** Goal **
Please count the lines in the data below that contain the word "light", and reply with only that number.

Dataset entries
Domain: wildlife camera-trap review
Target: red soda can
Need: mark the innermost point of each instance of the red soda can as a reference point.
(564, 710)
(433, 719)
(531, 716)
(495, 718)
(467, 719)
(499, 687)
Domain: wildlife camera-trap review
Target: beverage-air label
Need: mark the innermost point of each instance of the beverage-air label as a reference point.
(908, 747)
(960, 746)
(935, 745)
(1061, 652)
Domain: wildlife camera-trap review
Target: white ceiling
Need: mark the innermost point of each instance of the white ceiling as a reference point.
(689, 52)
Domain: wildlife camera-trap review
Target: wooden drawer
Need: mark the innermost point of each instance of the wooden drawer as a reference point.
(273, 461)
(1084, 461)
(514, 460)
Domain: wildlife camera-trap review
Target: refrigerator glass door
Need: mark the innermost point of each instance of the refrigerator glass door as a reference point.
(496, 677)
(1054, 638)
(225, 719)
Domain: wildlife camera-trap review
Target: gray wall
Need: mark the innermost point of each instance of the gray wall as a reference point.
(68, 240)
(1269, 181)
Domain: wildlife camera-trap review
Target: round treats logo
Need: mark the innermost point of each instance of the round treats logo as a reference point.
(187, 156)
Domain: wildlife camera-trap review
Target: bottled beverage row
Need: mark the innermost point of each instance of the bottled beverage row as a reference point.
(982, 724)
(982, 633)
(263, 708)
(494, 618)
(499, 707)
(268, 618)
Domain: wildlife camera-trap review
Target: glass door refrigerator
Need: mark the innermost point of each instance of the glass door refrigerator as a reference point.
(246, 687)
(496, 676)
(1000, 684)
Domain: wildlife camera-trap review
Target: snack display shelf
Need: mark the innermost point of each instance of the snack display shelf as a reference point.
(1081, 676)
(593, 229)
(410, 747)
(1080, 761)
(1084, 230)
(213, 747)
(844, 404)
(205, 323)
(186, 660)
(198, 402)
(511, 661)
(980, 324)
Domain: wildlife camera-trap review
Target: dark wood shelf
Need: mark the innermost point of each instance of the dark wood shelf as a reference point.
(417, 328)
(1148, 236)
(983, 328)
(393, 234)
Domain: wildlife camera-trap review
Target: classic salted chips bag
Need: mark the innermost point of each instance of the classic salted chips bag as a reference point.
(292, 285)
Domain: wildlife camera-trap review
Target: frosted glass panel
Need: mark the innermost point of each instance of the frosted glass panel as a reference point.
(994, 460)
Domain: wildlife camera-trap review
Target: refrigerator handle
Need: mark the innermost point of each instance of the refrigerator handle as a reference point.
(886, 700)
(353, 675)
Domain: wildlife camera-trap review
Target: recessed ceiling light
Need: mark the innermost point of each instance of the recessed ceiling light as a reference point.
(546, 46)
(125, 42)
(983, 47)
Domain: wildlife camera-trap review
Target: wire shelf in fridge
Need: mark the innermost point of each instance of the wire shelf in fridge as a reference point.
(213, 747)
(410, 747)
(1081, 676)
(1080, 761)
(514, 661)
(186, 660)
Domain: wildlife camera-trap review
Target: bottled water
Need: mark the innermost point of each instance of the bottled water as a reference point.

** Task output **
2